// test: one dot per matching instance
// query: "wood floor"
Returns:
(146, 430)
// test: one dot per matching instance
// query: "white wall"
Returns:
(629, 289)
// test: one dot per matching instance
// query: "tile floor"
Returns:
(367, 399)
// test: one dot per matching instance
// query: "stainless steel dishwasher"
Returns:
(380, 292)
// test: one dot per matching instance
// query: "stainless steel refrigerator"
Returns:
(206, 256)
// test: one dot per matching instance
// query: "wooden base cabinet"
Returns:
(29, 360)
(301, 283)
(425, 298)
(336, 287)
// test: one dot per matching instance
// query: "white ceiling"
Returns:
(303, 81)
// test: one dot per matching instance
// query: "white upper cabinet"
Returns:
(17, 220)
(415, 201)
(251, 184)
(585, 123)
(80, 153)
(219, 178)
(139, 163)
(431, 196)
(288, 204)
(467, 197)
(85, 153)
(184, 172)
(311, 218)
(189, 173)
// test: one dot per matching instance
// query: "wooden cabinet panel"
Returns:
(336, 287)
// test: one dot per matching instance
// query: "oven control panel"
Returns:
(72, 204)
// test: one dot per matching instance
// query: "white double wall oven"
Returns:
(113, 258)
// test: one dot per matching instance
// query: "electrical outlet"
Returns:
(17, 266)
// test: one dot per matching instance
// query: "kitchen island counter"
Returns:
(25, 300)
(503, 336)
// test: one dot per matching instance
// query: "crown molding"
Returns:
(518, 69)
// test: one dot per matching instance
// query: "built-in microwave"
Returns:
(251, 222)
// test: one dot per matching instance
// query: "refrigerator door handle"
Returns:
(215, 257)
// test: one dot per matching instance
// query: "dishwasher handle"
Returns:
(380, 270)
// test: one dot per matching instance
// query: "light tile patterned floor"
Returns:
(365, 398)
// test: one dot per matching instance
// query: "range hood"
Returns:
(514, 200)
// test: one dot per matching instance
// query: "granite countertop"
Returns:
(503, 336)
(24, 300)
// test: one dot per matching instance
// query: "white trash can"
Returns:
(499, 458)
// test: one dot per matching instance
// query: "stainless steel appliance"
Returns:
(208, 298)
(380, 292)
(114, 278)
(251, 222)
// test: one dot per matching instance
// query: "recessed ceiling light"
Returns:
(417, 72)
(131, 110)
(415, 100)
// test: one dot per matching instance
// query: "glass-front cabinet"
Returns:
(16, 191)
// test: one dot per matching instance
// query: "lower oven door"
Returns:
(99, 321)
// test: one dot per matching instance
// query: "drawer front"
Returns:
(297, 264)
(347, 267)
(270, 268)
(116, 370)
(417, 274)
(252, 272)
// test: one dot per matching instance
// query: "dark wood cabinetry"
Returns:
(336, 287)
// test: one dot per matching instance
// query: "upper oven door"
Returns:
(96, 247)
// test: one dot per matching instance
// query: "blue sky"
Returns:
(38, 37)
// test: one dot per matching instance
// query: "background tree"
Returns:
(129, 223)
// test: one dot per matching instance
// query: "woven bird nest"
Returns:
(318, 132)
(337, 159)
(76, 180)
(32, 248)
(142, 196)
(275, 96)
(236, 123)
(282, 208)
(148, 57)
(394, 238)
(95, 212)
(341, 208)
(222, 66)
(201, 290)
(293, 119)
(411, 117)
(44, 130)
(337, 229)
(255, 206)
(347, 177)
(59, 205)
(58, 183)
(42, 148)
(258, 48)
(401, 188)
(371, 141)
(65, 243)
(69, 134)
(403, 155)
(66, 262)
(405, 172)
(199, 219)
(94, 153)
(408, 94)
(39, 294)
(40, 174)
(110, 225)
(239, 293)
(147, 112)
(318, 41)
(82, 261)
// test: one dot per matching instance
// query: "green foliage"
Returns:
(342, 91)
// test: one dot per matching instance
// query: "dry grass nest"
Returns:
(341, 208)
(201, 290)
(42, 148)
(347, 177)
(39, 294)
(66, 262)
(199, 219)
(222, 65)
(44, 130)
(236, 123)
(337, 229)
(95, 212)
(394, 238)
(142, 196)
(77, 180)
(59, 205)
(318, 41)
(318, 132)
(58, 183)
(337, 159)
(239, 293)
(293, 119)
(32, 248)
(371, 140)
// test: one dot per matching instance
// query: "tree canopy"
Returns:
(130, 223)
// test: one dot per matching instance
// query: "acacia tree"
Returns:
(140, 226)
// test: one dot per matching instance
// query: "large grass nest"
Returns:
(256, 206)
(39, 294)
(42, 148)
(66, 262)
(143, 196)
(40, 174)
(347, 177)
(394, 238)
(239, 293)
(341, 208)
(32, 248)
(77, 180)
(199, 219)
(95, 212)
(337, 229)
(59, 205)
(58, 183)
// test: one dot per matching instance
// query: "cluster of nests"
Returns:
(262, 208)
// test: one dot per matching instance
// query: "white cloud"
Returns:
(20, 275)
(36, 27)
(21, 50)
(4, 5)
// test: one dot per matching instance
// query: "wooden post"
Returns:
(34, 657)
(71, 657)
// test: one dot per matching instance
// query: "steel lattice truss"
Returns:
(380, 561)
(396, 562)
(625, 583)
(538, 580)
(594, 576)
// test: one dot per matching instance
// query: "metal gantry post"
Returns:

### Problem
Which of the lines in the data contain the string "ceiling"? Return each one.

### Exercise solution
// query: "white ceiling"
// query: "recessed ceiling light"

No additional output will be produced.